**Opdrachtdoel**
Vermeld elke regel uit de gegevens hieronder waarin het woord "wheel" voorkomt. Let daarbij op het verschil tussen hoofdletters en kleine letters.

**Te verwerken gegevens**
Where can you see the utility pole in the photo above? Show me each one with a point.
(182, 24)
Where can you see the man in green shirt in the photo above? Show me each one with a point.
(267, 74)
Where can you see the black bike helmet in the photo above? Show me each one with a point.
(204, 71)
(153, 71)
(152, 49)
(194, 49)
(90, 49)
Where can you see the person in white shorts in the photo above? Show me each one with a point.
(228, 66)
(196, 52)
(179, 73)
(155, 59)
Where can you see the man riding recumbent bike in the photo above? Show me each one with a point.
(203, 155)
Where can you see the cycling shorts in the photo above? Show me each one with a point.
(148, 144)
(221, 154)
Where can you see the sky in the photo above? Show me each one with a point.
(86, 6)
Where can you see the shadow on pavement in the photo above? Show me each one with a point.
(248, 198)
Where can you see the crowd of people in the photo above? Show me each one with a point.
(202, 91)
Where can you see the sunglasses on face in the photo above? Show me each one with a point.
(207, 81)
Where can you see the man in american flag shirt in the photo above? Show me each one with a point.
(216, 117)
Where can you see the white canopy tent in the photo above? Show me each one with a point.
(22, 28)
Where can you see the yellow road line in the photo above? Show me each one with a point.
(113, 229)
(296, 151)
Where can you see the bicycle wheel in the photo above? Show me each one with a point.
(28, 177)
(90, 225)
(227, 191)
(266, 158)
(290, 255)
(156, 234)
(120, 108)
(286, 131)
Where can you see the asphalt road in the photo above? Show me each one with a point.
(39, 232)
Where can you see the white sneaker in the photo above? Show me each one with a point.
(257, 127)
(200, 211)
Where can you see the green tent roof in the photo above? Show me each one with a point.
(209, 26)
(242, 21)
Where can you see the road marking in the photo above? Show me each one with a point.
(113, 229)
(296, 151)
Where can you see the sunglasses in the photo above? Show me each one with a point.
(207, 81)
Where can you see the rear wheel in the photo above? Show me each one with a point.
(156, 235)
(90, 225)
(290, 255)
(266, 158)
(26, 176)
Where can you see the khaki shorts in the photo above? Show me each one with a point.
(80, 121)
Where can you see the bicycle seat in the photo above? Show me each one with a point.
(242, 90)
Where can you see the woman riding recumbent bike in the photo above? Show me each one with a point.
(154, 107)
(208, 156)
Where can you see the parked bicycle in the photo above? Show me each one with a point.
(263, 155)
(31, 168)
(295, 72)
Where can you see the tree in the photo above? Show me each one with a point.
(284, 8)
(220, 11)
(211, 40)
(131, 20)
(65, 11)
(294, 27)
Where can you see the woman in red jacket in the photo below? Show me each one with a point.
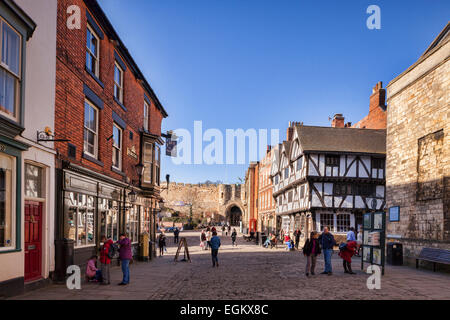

**Uitwerking**
Where can you see the bicycle wheel in the photo above? Show me each one with a point.
Where can you see the rear wheel in the photo above? Show me each one with a point.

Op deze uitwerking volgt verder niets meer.